(The task)
Please gather every line of the material below that contains the word "white", matching case exactly.

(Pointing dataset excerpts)
#####
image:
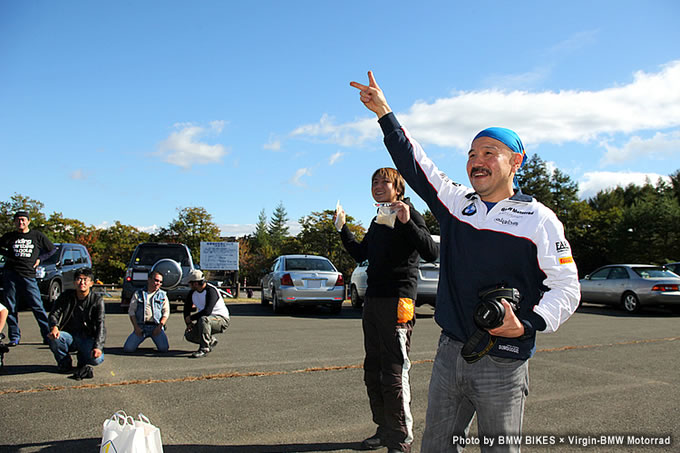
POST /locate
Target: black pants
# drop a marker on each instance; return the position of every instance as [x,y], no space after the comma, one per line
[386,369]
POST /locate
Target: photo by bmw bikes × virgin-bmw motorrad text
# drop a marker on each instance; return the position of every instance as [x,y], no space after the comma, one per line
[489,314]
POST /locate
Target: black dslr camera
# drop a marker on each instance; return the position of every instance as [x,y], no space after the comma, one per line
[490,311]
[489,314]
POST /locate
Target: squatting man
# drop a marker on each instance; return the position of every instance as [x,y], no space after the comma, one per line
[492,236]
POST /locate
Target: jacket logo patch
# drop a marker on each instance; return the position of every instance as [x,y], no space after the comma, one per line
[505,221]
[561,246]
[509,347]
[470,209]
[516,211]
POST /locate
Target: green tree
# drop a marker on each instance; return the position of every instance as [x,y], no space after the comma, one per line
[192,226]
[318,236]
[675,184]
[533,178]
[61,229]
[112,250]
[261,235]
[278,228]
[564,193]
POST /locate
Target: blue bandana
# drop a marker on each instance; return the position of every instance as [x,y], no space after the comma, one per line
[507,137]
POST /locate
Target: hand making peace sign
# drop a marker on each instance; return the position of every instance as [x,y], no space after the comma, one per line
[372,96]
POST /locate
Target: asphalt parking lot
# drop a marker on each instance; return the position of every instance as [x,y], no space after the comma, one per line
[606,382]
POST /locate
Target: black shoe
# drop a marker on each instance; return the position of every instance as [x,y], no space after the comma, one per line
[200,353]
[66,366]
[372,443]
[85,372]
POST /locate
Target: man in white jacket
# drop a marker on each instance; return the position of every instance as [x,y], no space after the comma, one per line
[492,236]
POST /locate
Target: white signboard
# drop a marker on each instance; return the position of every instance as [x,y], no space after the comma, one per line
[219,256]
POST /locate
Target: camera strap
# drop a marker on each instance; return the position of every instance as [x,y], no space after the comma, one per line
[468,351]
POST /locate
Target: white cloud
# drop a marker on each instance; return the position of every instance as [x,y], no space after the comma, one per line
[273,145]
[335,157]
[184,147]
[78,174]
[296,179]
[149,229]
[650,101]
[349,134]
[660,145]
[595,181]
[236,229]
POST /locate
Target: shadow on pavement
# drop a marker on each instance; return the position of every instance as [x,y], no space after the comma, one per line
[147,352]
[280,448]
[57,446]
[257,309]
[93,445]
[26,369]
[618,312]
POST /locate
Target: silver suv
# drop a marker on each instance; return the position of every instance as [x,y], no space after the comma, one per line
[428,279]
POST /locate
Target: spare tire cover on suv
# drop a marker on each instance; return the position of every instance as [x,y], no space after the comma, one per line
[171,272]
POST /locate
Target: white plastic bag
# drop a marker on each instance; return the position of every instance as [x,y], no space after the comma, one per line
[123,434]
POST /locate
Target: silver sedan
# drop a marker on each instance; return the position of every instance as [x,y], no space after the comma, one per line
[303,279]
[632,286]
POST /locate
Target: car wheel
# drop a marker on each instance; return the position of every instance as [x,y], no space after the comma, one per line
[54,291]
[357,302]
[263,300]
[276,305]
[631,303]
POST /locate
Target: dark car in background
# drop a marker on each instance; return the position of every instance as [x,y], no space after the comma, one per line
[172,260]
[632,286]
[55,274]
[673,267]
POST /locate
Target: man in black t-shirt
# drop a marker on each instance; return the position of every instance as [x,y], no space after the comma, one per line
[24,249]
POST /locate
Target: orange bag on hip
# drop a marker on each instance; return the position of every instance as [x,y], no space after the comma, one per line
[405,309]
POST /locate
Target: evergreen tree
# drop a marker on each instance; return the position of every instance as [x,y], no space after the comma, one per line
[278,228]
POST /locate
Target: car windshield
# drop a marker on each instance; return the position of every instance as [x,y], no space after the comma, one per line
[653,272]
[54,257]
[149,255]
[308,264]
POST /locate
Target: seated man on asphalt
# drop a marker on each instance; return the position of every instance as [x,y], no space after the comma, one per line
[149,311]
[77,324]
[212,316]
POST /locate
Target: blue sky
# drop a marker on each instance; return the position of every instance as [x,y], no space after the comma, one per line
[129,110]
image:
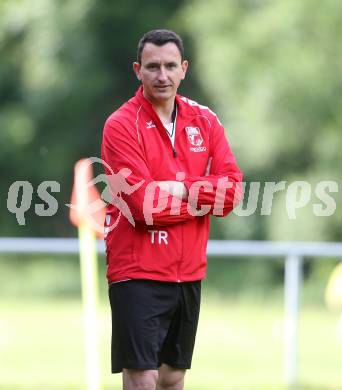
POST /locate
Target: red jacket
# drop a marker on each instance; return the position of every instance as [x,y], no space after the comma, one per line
#####
(Written answer)
Target: man in white jacket
Target: white signboard
Target: white cloud
Target: white plastic bag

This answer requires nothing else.